Point localization data:

· · · ·

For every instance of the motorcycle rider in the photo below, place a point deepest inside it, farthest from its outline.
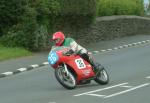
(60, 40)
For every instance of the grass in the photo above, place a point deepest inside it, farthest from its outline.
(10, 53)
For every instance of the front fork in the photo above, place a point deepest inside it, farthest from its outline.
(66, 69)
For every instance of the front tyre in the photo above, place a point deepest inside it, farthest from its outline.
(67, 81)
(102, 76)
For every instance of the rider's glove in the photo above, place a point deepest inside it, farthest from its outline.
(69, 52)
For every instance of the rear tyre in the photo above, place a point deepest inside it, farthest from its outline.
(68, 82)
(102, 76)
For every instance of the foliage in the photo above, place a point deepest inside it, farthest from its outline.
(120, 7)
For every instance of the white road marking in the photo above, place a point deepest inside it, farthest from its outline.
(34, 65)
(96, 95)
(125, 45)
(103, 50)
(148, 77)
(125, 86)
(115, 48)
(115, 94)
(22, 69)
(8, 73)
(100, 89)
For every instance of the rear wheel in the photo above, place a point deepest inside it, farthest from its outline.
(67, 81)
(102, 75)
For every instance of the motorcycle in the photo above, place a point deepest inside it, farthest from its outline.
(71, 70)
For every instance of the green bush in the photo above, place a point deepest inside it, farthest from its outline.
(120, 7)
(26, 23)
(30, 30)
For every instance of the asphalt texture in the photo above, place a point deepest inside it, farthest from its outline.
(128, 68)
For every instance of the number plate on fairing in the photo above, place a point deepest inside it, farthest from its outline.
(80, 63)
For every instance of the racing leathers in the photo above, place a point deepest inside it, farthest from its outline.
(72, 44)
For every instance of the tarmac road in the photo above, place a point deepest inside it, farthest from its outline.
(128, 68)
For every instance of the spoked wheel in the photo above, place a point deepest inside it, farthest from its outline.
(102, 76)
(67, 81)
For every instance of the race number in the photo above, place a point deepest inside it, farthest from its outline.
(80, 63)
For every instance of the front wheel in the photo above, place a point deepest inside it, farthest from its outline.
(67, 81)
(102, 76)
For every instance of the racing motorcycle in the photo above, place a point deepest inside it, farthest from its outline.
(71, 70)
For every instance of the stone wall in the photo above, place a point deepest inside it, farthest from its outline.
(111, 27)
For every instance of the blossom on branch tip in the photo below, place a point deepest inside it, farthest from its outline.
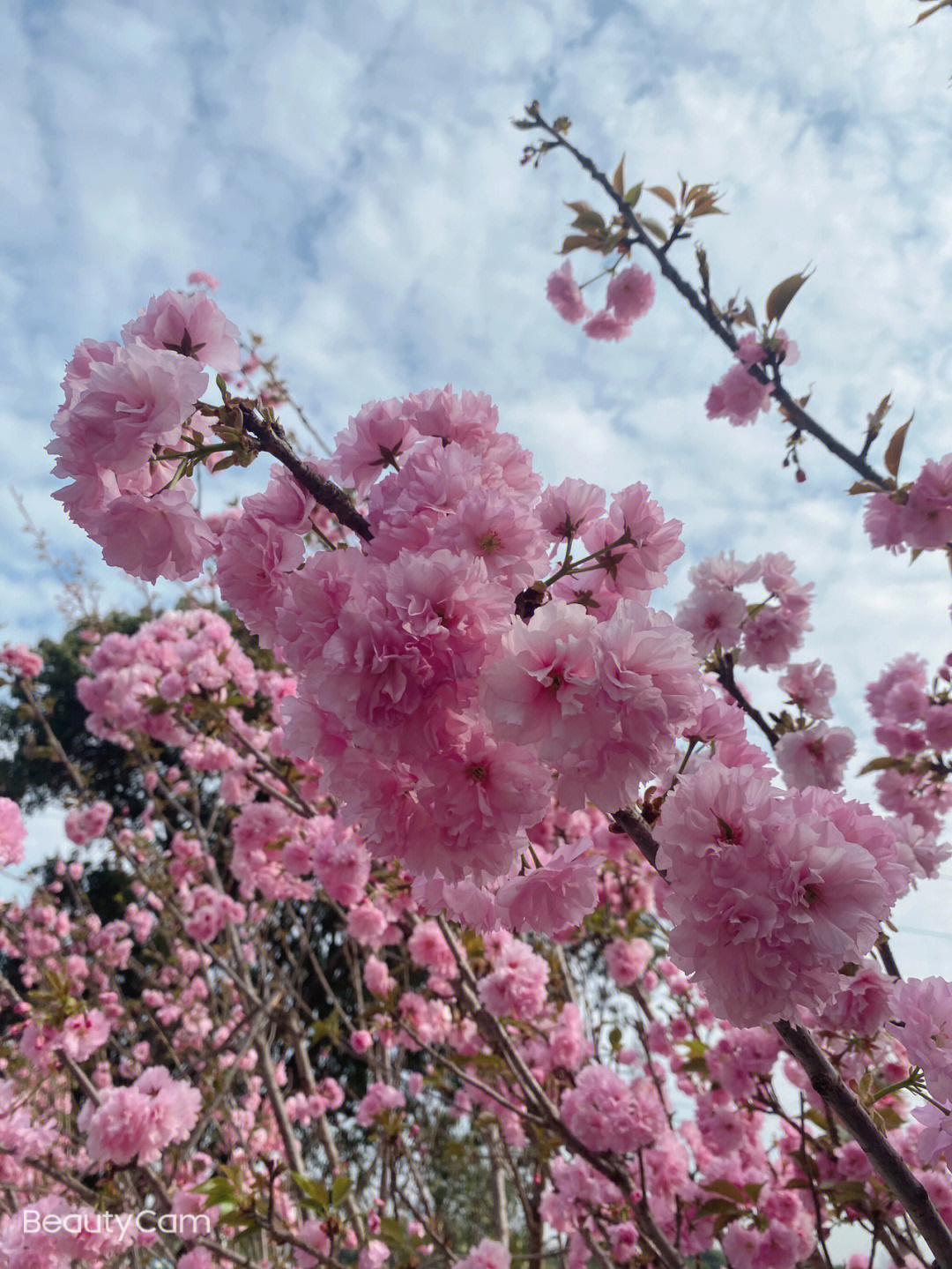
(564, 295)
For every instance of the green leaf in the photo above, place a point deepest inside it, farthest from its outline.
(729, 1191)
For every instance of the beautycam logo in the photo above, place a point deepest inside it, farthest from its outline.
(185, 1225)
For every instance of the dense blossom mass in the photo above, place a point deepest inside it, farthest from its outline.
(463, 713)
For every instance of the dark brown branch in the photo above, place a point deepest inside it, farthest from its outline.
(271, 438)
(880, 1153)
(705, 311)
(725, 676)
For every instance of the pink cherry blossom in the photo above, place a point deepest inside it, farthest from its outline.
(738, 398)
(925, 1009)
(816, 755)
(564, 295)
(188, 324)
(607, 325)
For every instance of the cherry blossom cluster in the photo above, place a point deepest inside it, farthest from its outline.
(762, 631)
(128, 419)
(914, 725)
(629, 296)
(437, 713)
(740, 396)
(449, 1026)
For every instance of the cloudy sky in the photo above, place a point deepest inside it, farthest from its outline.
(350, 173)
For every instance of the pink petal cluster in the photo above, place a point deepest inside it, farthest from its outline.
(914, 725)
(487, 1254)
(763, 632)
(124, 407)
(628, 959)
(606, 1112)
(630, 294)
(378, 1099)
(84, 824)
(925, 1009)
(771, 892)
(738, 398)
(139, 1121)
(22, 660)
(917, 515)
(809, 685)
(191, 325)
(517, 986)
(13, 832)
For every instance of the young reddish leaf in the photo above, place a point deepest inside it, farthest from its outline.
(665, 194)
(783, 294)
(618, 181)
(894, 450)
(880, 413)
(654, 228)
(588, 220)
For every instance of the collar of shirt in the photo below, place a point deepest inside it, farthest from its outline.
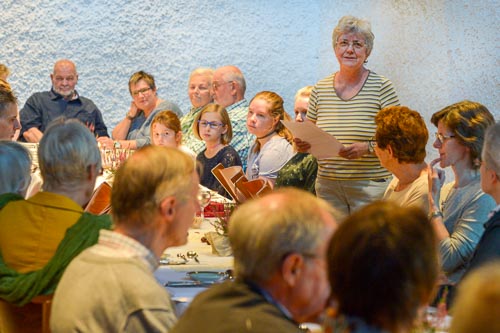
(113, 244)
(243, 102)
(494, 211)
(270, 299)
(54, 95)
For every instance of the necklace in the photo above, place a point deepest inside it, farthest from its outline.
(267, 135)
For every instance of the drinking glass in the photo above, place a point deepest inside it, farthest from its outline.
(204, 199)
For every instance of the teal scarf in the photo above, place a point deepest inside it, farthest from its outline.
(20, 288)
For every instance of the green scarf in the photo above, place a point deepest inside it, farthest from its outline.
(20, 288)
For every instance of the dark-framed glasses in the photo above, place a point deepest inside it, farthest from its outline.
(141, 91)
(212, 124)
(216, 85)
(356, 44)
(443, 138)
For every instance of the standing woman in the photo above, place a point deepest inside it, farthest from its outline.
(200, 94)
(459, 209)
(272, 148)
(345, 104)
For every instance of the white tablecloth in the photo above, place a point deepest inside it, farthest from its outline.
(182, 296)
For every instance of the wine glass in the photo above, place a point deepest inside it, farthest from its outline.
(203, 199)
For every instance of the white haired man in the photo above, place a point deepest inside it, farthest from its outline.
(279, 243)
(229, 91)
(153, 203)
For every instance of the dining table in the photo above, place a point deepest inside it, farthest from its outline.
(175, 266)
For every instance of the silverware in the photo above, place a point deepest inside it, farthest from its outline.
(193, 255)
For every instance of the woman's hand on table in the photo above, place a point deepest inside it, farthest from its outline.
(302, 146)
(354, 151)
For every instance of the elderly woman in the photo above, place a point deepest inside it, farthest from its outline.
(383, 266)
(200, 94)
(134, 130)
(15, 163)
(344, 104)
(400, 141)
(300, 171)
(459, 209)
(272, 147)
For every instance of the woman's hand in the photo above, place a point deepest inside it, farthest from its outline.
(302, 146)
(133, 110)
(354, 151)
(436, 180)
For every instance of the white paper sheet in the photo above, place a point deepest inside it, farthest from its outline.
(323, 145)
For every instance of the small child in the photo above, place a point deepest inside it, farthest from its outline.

· · · ·

> [Exercise goal] Please restate the entries word for word. Skip the pictures.

> [Reply]
For every instance of the motorcycle rider in the photo below, place a point deepest inside it, farthest from its outline.
(60, 40)
For every instance of the grass in the photo above, place a point deepest inside it, farthest from its outline.
(10, 53)
For every instance of the front fork in the photo above, place a point deepest inside it, farthest from its outline.
(66, 69)
For every instance of the front tyre in the photo above, place a point deepest inside it, farthest from its outline.
(67, 81)
(102, 76)
For every instance of the rider's glove in the photo above, place a point deepest inside it, farthest from its outline.
(69, 52)
For every instance of the rear tyre in the photo above, place a point deepest inside it, farthest from its outline.
(68, 82)
(102, 76)
For every instance of the foliage in the photo above, place a point deepest inside it, farthest from its outline.
(120, 7)
For every instance of the white road marking in the photo above, place a point deepest inside it, farthest from its outline.
(34, 65)
(96, 95)
(125, 45)
(103, 50)
(148, 77)
(125, 86)
(115, 48)
(115, 94)
(22, 69)
(8, 73)
(100, 89)
For every instance of the rear wheel in the photo above, place a point deepest inside it, farthest from its outline.
(67, 81)
(102, 75)
For every instance of the motorcycle in the photo above, place a point deepest inside it, farthest from its outline.
(71, 70)
For every instance of the green bush in the photo above, place a point deepest inside it, farthest from its outline.
(120, 7)
(26, 23)
(30, 30)
For every instance of the asphalt texture in the photo above, place a point deepest inside it, farthest from its outline.
(128, 68)
For every instance of the number plate on fairing in the photo above, place a point deepest inside it, farthest from its outline.
(80, 63)
For every instance of the racing leathers in the photo above, place a point deepest inside it, farthest from its outline.
(72, 44)
For every instance of the tarmac road in the photo above, place a point deepest inside it, farthest from its outline.
(128, 68)
For every instance of the spoked wheel in the photo above, place a point deepest inside it, farthest from its outline.
(102, 76)
(67, 81)
For every instance of the race number in the photo above, place a point deepest inside it, farthest from its outline.
(80, 63)
For every instance of the front wheel in the photo above, place a point deepest inside it, farthest from its outline.
(67, 81)
(102, 76)
For every instance of the racing motorcycle in the photo above, place a point deepest inside it, farthest from its outline.
(71, 70)
For every instance of the stone wall in the photo above, place a point deepest inside it, farthest from its outline.
(111, 27)
For every instance of the blossom on branch tip in the photo below, place a point deepest inside it, farthest from its outline.
(564, 295)
For every instance of the green leaf in the photo above, place a point deepest inside it, farthest from its outline.
(729, 1191)
For every instance of the beautycam logo in the photo above, place a point deepest inside it, farthest from its outline.
(185, 1225)
For every instance of the dense blossom mass in the photo above, place a point deepest inside it, farthest from its outline.
(463, 713)
For every instance of the dark brown branch in the photo above, place a point deepest inside it, farthest from its outline.
(271, 438)
(880, 1153)
(705, 311)
(725, 676)
For every instance of the pink cherry blossom in the photo above, place a point deepest inside it, farthest from its outline.
(738, 398)
(925, 1009)
(816, 755)
(564, 295)
(188, 324)
(607, 325)
For every instance of the cherry blossom cluster in the photo above, place a point deepest inside it, farthest from its outline.
(762, 631)
(128, 419)
(914, 725)
(629, 296)
(437, 713)
(740, 396)
(449, 1026)
For every instance of the cloudy sky in the photo above, place a point deepest inside it, farthest from its outline.
(350, 173)
For every instance of the pink petal cluster in the photo above, place a point deepest inside it, farthest from its outline.
(914, 725)
(487, 1254)
(763, 632)
(124, 407)
(628, 959)
(606, 1112)
(630, 294)
(378, 1099)
(84, 824)
(925, 1009)
(771, 892)
(738, 398)
(139, 1121)
(22, 660)
(917, 515)
(809, 685)
(191, 325)
(517, 986)
(13, 832)
For every instance of the young reddish leaf in the photo above, place a point deepest inside it, farthest from its outline.
(665, 194)
(783, 294)
(618, 181)
(894, 450)
(880, 413)
(654, 228)
(588, 220)
For every instance of the collar of shirt in the photo below, place a point deepest inside it, farthest from its outline.
(113, 244)
(243, 102)
(494, 211)
(270, 299)
(54, 95)
For every instance of the necklace in the photo above, place a point deepest inside it, farthest from its outline.
(267, 135)
For every instance of the drinking glass in the photo above, place a point deepest inside it, farthest from its outline.
(204, 199)
For every instance of the teal scarf in the photo above, place a point deepest inside it, farthest from its outline.
(20, 288)
For every instance of the green scarf in the photo above, place a point deepest inside it, farthest from its outline.
(20, 288)
For every instance of the dark-framed glasses in the photo above, place a point deepest inside it, farthest from its outline.
(141, 91)
(212, 124)
(216, 85)
(356, 44)
(443, 138)
For every instance of the standing woman in the photo above, place a point deepest inside it, farthest from its outline.
(200, 94)
(459, 209)
(272, 148)
(345, 104)
For every instance of the white tablecloth in the photo above, place a point deepest inside it, farthest from its outline.
(182, 296)
For every instance of the wine glass in the photo above, place a point deepest inside it, farthest from its outline.
(203, 199)
For every instance of the white haired man in the photo above, place a point deepest inside it, farthest from its outline.
(279, 243)
(229, 91)
(153, 203)
For every instance of the dining table in the photo above, place a point deepest inside it, farthest from its outline.
(175, 266)
For every instance of the silverware in the photo above, place a point deepest inside it, farthest from its outline.
(193, 255)
For every instance of the woman's hand on table in the photo above, place a point deepest inside it, farthest from its outline.
(302, 146)
(354, 151)
For every instance of the elderly woman in the photo above, place a point deepest inside it, farthest from its outline.
(383, 266)
(200, 94)
(134, 130)
(15, 163)
(344, 104)
(400, 141)
(300, 171)
(459, 209)
(272, 147)
For every instance of the woman's hand in the photo above, place a point deepest inside it, farthest from its outline.
(302, 146)
(133, 110)
(354, 151)
(436, 180)
For every instance of the white paper sheet in the photo above, place a point deepest inside it, farthest from its outline.
(323, 145)
For every instance of the small child in the photo above, place a point deepest inside it, farthest from its outline.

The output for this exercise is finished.